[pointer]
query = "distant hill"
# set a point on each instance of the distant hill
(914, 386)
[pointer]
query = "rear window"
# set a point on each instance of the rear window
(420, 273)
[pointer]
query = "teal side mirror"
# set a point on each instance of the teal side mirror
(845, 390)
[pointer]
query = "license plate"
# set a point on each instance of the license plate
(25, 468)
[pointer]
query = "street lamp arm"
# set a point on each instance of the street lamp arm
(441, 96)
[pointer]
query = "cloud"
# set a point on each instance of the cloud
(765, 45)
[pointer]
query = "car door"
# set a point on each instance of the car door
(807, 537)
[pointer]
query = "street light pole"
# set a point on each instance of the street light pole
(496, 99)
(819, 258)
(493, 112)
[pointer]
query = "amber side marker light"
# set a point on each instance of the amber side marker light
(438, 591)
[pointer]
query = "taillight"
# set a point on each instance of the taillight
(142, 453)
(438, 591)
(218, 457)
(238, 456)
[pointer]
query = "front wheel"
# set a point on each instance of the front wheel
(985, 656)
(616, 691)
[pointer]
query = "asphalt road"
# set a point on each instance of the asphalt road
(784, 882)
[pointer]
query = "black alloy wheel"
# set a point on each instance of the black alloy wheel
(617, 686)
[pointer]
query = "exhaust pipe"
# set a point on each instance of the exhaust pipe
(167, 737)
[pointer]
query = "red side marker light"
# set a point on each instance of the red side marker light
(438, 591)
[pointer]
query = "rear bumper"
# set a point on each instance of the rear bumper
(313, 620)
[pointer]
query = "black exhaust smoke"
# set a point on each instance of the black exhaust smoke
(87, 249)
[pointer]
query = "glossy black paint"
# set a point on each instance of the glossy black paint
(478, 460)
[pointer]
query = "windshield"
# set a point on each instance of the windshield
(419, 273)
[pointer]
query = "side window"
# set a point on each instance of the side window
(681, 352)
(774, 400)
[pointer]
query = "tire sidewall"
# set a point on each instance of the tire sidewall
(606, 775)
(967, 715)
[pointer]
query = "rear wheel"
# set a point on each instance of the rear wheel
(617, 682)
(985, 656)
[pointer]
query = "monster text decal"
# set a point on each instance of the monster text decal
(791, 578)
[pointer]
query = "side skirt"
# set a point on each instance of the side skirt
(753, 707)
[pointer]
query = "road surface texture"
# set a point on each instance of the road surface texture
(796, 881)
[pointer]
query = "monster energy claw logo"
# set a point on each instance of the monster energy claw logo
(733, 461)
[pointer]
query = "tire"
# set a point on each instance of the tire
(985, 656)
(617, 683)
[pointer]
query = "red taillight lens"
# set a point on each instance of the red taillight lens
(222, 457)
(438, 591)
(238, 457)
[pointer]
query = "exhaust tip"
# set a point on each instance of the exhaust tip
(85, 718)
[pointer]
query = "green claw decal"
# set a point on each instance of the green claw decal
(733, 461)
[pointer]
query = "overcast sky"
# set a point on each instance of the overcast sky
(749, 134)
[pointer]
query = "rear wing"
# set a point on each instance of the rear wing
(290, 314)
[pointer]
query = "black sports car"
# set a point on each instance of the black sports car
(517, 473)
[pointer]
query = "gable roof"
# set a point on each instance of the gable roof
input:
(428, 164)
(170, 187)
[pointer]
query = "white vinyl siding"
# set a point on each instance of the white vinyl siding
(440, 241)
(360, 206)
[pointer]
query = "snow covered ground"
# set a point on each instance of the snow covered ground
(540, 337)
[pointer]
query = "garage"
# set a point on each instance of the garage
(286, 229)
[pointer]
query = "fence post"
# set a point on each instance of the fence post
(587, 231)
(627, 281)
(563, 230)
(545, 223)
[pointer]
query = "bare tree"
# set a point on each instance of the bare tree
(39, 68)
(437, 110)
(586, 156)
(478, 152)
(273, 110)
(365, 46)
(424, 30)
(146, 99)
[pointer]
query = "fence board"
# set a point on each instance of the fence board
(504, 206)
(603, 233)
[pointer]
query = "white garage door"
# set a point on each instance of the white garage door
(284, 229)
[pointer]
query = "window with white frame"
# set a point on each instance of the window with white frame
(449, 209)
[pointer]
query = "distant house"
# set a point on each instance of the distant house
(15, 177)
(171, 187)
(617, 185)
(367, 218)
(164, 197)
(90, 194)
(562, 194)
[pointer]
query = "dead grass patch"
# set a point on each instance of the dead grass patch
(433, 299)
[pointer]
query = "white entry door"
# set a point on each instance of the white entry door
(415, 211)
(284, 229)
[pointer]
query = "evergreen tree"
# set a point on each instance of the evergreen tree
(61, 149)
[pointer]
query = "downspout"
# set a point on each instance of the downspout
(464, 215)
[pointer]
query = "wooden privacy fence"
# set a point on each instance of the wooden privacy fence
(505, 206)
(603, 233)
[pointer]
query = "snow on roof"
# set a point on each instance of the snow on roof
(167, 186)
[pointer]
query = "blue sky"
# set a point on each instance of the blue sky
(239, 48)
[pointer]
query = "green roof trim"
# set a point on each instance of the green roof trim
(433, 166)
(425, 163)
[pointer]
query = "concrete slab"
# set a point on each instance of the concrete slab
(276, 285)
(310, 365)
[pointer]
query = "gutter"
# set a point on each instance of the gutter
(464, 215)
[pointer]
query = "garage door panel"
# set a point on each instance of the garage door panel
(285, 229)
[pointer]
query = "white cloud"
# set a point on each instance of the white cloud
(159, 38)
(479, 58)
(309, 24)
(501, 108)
•••
EXERCISE AIM — Among the lines above, count those that hold the word "gable" and give only the count.

SOLUTION — 2